--- DATA ---

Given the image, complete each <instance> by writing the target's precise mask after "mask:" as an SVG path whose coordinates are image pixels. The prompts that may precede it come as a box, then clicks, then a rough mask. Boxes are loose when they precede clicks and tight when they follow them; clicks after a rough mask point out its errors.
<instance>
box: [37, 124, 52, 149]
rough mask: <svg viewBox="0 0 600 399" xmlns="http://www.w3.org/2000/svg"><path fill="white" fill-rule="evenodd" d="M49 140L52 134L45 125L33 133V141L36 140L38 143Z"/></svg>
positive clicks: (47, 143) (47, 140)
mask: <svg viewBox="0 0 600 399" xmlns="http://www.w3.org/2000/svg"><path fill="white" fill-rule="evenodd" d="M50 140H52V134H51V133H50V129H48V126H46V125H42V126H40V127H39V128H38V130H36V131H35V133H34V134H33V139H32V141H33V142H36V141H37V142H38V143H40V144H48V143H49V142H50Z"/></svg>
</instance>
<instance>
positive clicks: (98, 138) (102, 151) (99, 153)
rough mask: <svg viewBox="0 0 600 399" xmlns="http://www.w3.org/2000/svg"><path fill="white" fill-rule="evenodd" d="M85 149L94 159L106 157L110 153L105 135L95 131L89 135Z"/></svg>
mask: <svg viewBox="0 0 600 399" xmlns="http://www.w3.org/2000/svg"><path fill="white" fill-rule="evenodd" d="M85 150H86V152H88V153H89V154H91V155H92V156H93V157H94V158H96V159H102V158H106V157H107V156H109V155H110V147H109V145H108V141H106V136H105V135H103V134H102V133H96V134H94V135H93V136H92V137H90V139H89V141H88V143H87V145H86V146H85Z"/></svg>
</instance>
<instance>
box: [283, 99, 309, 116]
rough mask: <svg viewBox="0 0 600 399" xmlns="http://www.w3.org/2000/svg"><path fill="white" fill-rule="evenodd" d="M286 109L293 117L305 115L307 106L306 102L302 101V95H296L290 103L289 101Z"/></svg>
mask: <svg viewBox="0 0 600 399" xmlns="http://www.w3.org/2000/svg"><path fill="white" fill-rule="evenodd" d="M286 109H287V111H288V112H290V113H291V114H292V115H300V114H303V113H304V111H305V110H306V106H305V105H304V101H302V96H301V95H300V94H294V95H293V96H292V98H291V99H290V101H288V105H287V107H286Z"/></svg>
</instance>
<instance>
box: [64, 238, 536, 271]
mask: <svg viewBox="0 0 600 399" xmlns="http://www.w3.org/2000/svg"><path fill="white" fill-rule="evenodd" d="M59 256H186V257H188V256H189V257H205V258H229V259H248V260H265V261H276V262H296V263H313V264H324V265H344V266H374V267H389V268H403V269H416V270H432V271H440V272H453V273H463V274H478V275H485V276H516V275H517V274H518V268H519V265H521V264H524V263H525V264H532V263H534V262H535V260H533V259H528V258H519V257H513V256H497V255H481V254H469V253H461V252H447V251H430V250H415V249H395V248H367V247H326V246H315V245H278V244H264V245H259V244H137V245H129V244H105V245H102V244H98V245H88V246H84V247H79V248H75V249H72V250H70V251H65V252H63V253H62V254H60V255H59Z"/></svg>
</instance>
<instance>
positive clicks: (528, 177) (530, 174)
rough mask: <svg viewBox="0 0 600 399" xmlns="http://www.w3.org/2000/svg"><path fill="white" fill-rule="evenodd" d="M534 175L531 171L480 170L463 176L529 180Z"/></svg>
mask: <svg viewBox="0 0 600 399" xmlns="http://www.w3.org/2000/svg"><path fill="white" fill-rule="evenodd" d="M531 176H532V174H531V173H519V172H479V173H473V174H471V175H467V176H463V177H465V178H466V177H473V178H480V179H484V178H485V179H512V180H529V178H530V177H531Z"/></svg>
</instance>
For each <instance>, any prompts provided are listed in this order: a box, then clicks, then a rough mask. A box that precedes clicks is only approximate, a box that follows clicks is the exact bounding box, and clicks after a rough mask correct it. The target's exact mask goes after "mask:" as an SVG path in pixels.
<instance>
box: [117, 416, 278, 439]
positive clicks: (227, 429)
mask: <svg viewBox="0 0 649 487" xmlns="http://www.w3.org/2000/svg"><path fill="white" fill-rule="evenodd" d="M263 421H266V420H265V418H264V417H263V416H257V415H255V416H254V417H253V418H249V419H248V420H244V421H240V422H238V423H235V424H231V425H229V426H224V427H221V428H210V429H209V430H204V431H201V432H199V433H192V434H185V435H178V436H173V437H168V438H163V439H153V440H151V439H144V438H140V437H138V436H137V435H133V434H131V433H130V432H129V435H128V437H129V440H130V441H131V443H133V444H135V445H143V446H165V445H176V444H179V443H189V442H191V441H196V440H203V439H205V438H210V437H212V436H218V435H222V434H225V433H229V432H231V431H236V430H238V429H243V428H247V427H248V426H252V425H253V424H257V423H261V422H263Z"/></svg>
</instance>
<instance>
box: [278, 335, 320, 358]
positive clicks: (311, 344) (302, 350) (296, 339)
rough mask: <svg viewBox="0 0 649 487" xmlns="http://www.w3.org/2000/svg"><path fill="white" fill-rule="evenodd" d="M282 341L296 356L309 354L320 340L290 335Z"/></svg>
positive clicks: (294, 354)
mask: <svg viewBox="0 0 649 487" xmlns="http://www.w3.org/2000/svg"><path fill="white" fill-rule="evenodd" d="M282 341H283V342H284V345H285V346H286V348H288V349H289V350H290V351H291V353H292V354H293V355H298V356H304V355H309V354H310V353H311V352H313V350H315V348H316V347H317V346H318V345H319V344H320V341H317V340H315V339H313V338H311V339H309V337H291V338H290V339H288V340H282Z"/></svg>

---

**REQUIREMENT:** Please copy all lines of the listing in which the string "prompts" occurs.

**SOLUTION BELOW:**
Given the image, complete each <instance> by writing the target's precise mask after "mask:" as an SVG path whose coordinates are image pixels. The prompts that may precede it come as a box, then clicks, then a rough mask. Boxes are loose when they precede clicks and tight when they follow them; clicks after a rough mask point out its errors.
For each <instance>, any prompts provided are listed in this order: a box, then clicks, then a rough mask. A box that precedes clicks is only approximate, a box that follows clicks is the exact bounding box, and clicks after a rough mask correct it. The target's exact mask goes after "mask:" as an SVG path in pixels.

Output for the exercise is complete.